■ OBJECTIVE:
Copy out the whole article below on anti-French sentiment in Muslim countries, word for word.

Anti-French sentiment grows in Muslim countries

Anti-French sentiment grows in Muslim countries some newspapers are using a Satanic caricature of Macron

The backlash between Islamic countries and France over President Emmanuel Macron’s comments on Islam and freedom of speech is growing. 

A rift between France and Muslim nations is growing after French President Emmanuel Macron said earlier this month that Islam was in “crisis”.

France is increasing security at religious sites as the interior minister said Tuesday that the country faces a “very high” risk of terrorist threats, amid growing geopolitical tensions following the beheading of a teacher who showed his class caricatures of the Prophet Muhammad.

In the wake of the murder of Samuel Paty, a teacher who was killed for showing students caricatures of Prophet Muhammad, French authorities have launched a crackdown on radical Islam, closing one mosque and raided several properties. Earlier in September, President Emmanuel Macron had pledged to fight “Islamist separatism” and to protect French values and principles.

The horrific beheading and murder on a French public street just yards from the school Samuel Paty taught. created a wave of public condemnation and mass protest.

■ DATASET ENTRIES:

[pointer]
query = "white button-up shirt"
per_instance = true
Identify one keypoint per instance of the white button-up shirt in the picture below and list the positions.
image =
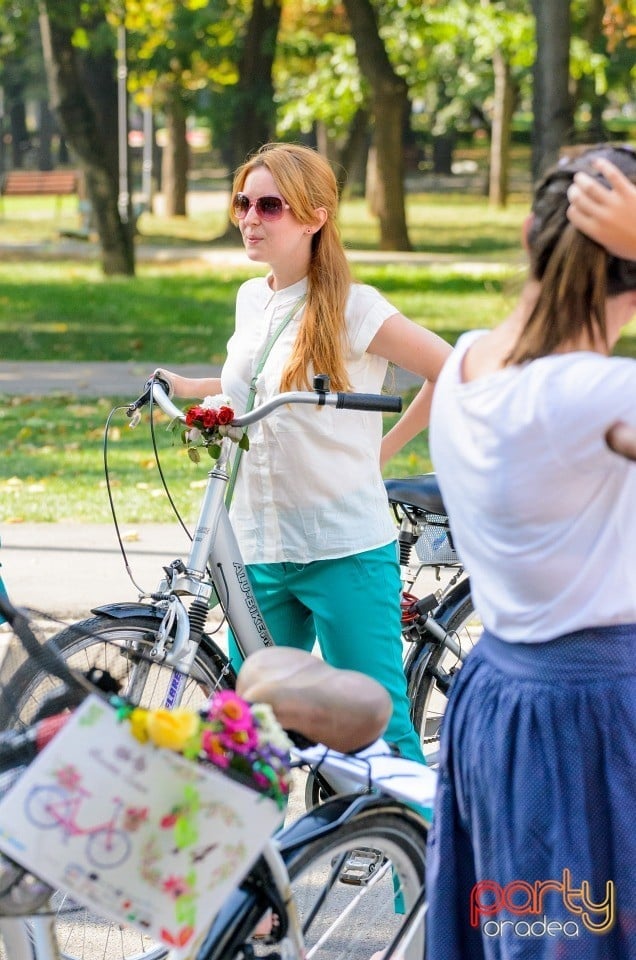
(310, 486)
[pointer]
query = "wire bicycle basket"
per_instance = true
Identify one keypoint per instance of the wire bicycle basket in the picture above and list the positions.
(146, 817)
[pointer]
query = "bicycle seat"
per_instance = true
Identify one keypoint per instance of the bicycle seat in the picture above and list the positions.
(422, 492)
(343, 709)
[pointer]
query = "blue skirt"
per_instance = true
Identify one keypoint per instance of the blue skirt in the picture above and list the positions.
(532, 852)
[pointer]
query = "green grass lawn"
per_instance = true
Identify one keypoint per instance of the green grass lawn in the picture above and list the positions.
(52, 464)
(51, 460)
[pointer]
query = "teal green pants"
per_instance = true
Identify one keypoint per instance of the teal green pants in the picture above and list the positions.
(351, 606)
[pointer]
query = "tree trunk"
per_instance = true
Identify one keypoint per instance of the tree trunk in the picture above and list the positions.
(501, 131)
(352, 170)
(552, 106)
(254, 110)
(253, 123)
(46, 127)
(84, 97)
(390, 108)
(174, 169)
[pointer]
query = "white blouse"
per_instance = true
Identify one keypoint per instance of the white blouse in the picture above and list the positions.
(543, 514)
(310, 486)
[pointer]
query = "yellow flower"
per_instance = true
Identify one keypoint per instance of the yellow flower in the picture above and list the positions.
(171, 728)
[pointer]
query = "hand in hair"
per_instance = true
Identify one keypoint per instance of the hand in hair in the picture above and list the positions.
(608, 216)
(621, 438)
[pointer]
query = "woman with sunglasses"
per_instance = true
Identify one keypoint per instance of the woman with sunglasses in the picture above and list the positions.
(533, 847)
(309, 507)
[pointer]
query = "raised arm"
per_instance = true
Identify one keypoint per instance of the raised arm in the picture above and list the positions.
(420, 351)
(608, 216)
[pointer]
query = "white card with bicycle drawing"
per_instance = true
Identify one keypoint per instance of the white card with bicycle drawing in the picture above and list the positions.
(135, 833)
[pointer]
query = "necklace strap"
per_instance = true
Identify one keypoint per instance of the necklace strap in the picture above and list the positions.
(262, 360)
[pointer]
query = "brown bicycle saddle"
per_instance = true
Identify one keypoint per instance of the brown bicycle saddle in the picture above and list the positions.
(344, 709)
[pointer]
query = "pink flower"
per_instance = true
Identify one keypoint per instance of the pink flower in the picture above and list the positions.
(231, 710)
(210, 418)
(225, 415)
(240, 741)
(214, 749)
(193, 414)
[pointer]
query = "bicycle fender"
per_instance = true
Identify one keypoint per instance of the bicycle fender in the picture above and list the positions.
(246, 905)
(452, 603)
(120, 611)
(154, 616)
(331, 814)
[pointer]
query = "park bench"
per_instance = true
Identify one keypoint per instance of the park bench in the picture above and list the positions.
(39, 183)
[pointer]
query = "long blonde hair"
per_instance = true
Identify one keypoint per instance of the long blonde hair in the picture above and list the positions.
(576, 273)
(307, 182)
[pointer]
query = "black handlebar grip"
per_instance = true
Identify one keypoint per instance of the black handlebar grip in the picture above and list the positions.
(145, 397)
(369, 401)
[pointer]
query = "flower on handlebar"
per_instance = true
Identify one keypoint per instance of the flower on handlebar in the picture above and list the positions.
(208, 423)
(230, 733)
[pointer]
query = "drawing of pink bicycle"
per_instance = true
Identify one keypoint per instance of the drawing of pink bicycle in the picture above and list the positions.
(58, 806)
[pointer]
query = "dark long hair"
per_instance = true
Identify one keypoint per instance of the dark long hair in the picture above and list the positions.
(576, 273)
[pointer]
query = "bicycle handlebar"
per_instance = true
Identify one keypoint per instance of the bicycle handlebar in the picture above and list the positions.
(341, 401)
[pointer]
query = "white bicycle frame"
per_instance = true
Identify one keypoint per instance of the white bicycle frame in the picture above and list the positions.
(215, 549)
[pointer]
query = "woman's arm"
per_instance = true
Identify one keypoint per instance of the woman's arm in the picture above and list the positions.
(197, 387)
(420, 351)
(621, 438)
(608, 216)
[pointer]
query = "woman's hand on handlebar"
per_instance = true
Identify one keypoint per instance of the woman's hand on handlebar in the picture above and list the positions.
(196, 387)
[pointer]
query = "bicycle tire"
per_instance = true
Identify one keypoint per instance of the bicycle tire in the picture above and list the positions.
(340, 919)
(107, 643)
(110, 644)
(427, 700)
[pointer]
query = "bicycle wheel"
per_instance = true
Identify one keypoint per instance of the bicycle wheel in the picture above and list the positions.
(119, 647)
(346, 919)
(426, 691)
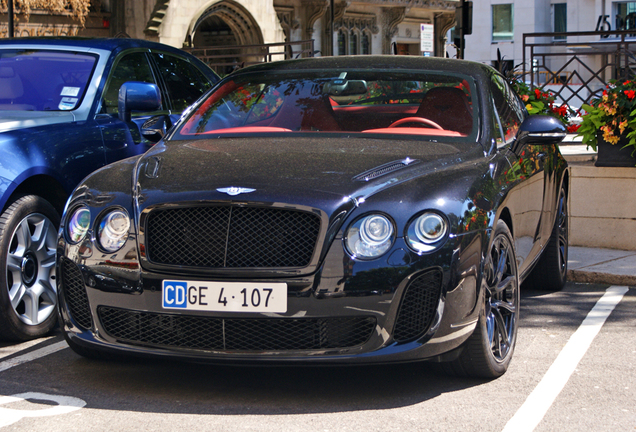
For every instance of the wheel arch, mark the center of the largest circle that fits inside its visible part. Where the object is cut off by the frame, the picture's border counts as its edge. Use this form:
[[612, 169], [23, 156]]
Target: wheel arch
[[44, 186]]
...
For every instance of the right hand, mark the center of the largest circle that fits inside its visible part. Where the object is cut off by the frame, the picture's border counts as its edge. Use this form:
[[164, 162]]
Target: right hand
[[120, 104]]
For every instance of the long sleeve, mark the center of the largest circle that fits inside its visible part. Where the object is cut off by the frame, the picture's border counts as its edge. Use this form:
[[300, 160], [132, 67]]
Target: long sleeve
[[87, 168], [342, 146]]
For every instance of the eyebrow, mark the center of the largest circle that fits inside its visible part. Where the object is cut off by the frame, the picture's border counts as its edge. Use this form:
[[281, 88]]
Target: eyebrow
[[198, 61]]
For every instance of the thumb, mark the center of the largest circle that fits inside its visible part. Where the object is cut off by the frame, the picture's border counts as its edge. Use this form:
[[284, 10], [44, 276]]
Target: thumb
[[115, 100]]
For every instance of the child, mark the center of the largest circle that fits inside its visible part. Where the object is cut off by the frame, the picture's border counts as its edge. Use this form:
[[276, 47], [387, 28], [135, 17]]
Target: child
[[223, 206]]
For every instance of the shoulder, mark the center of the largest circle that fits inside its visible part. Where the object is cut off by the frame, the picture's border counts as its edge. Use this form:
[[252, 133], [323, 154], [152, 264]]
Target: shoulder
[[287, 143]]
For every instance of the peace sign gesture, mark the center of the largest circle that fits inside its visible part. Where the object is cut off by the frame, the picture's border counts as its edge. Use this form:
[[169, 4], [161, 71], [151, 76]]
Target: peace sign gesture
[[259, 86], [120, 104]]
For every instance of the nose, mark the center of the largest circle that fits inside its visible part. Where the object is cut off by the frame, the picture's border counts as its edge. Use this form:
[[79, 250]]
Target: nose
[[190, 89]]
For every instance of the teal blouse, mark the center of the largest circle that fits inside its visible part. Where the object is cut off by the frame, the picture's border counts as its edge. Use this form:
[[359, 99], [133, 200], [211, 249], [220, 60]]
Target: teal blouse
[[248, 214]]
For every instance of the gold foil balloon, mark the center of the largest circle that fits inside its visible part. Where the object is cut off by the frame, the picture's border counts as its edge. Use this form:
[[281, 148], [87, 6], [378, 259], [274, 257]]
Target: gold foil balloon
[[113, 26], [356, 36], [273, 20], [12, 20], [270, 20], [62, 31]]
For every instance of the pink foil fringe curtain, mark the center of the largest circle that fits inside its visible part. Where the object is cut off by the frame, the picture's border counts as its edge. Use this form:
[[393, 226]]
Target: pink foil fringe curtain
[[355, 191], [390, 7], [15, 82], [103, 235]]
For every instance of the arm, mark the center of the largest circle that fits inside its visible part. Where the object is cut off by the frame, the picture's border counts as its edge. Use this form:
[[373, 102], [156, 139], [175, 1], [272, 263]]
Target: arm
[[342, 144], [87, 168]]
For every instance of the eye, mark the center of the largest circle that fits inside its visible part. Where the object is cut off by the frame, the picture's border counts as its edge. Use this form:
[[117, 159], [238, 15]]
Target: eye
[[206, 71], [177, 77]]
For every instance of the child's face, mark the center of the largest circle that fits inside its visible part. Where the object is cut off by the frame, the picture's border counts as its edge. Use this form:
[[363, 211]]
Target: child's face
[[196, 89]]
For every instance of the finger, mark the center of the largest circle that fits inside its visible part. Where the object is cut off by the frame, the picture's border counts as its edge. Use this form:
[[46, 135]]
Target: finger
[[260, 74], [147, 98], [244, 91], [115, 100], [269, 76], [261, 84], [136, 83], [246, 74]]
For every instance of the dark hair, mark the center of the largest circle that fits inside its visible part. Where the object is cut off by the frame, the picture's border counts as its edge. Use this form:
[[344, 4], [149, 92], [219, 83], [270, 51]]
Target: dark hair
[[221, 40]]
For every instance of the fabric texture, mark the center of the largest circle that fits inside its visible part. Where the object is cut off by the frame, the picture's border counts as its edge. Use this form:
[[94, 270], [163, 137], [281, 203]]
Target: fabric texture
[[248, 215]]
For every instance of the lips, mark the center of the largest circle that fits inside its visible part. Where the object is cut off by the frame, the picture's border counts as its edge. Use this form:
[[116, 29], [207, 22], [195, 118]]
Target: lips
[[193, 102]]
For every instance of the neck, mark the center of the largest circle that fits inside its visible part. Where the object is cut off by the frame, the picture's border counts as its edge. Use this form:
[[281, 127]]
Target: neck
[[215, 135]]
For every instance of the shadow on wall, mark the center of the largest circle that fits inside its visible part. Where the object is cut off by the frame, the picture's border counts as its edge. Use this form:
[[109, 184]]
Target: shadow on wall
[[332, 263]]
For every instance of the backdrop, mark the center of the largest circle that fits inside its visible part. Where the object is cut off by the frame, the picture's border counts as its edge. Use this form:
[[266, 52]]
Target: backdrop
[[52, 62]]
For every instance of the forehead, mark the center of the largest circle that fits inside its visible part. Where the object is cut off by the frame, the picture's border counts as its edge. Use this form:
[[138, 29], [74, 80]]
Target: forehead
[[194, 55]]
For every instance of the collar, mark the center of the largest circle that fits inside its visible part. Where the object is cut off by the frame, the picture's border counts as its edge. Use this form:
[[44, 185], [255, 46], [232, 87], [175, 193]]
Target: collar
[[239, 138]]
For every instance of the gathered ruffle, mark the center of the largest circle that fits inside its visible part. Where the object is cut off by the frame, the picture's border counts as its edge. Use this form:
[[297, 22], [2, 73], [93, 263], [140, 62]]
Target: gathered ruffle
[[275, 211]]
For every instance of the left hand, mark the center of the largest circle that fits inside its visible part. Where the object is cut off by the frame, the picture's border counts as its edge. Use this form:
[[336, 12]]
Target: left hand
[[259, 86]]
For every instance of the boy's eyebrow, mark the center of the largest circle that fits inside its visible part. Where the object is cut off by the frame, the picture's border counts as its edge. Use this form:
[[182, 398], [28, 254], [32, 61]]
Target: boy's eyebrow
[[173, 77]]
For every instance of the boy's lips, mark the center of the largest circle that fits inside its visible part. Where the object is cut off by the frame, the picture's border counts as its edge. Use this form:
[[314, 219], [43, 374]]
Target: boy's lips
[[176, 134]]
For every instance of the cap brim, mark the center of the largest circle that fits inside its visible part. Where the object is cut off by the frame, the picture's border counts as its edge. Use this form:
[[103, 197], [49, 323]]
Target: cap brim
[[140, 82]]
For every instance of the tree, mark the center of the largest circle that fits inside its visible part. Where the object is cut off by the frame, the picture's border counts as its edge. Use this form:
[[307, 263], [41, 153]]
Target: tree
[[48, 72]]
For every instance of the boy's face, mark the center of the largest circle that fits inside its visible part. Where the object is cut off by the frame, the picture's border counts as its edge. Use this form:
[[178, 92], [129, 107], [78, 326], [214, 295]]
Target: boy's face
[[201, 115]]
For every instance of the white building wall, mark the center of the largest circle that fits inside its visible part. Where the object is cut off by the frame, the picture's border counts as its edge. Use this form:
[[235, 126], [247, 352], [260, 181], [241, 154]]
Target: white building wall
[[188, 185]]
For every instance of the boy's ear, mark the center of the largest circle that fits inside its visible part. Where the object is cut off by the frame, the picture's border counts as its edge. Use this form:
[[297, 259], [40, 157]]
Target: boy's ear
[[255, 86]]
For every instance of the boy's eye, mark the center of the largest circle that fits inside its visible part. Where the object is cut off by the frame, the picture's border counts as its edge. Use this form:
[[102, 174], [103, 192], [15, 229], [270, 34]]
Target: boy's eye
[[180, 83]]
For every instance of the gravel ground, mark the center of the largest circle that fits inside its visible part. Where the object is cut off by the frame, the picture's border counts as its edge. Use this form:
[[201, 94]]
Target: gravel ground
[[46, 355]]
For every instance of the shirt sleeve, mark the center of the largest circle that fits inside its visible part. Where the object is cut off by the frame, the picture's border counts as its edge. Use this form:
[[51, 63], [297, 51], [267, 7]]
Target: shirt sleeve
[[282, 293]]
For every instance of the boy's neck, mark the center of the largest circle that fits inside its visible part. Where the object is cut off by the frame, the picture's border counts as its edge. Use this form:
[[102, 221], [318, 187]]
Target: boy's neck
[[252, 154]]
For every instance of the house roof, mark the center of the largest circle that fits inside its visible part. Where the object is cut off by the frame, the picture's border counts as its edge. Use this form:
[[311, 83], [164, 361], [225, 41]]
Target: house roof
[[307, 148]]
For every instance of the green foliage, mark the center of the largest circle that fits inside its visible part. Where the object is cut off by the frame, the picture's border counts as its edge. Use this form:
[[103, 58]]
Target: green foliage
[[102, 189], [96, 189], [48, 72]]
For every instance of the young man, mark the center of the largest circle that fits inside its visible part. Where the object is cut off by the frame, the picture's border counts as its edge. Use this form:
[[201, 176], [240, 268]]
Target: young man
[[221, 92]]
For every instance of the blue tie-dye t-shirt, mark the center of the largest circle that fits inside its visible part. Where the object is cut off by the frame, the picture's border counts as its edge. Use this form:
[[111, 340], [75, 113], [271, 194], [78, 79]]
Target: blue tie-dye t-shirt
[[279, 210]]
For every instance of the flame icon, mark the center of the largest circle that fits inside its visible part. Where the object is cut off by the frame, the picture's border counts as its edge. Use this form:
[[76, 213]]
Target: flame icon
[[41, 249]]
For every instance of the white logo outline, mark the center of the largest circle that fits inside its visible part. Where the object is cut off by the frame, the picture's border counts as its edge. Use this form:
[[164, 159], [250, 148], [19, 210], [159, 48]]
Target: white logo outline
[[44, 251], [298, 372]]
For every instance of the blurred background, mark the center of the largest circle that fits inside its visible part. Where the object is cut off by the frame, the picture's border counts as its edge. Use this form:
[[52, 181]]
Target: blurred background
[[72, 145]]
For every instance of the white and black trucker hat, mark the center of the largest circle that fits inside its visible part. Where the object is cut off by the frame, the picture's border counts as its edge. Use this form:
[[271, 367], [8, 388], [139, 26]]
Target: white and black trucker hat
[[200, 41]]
--
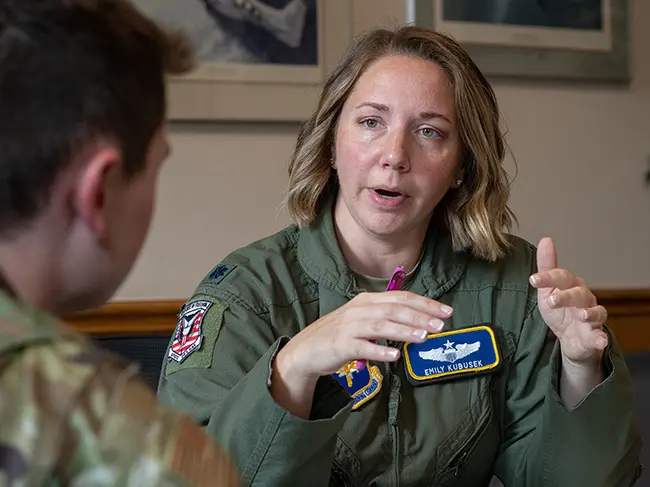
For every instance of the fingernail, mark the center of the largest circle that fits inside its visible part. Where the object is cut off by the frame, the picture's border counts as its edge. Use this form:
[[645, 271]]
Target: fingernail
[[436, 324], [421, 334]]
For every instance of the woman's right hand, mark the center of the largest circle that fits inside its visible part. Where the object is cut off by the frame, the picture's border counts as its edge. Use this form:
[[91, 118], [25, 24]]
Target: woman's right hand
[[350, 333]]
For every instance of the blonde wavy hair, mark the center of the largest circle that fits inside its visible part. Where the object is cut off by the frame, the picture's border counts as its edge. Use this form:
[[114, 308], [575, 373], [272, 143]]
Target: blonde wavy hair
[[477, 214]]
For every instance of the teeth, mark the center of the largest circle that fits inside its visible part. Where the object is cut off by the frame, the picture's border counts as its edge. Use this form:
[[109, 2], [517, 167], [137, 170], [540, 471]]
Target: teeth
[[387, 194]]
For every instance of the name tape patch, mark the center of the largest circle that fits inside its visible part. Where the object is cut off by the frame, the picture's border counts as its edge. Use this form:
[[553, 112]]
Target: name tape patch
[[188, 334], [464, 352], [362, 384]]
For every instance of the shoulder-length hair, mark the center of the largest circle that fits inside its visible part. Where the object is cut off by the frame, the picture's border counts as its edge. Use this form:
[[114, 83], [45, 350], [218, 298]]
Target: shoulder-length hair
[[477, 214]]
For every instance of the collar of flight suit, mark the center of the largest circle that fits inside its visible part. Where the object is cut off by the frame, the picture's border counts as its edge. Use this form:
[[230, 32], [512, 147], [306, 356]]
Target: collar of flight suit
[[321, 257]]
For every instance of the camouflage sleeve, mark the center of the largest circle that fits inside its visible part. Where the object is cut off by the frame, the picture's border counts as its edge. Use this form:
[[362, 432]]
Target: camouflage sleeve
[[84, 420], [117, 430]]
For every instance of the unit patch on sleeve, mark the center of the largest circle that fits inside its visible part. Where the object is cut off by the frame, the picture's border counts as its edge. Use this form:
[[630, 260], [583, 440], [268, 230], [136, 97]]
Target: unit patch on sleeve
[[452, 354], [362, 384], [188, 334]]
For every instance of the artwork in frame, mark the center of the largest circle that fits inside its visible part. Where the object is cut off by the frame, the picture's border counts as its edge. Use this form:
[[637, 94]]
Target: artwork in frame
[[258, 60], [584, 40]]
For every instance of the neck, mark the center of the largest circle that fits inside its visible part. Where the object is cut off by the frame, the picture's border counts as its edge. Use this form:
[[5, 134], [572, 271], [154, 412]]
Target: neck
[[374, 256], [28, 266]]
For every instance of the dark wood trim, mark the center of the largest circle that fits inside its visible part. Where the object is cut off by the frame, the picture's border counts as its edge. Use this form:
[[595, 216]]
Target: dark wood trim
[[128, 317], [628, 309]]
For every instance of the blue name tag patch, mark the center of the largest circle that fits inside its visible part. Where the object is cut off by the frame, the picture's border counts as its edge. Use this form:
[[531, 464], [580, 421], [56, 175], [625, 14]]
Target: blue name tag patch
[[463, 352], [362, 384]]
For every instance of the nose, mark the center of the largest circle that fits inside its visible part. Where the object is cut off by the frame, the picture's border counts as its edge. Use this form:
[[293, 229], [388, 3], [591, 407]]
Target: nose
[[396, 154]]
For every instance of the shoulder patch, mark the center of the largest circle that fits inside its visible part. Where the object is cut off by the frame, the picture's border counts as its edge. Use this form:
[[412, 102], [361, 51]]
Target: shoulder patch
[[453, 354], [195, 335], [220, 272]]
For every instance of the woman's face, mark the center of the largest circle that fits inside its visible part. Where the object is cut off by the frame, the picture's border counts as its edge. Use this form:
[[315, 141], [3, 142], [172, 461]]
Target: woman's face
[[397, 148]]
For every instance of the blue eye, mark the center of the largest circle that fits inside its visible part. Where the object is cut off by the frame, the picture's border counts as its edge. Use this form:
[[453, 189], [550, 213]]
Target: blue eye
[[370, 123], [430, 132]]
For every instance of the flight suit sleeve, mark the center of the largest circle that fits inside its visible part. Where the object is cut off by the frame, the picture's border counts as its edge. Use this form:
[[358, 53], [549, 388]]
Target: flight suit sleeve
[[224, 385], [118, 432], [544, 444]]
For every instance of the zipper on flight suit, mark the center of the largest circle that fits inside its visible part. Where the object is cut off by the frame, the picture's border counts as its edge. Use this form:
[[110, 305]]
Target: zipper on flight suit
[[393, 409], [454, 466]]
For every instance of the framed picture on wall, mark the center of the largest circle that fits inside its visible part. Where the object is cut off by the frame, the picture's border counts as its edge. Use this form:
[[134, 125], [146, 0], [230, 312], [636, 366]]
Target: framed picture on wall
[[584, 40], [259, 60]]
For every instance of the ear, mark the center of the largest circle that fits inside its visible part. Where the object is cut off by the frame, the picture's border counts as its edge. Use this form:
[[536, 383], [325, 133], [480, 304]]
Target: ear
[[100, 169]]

■ THE RESPONSE:
Anti-French sentiment grows in Muslim countries

Anti-French sentiment grows in Muslim countries some newspapers are using a Satanic caricature of Macron

The backlash between Islamic countries and France over President Emmanuel Macron’s comments on Islam and freedom of speech is growing. 

A rift between France and Muslim nations is growing after French President Emmanuel Macron said earlier this month that Islam was in “crisis”.

France is increasing security at religious sites as the interior minister said Tuesday that the country faces a “very high” risk of terrorist threats, amid growing geopolitical tensions following the beheading of a teacher who showed his class caricatures of the Prophet Muhammad.

In the wake of the murder of Samuel Paty, a teacher who was killed for showing students caricatures of Prophet Muhammad, French authorities have launched a crackdown on radical Islam, closing one mosque and raided several properties. Earlier in September, President Emmanuel Macron had pledged to fight “Islamist separatism” and to protect French values and principles.

The horrific beheading and murder on a French public street just yards from the school Samuel Paty taught. created a wave of public condemnation and mass protest.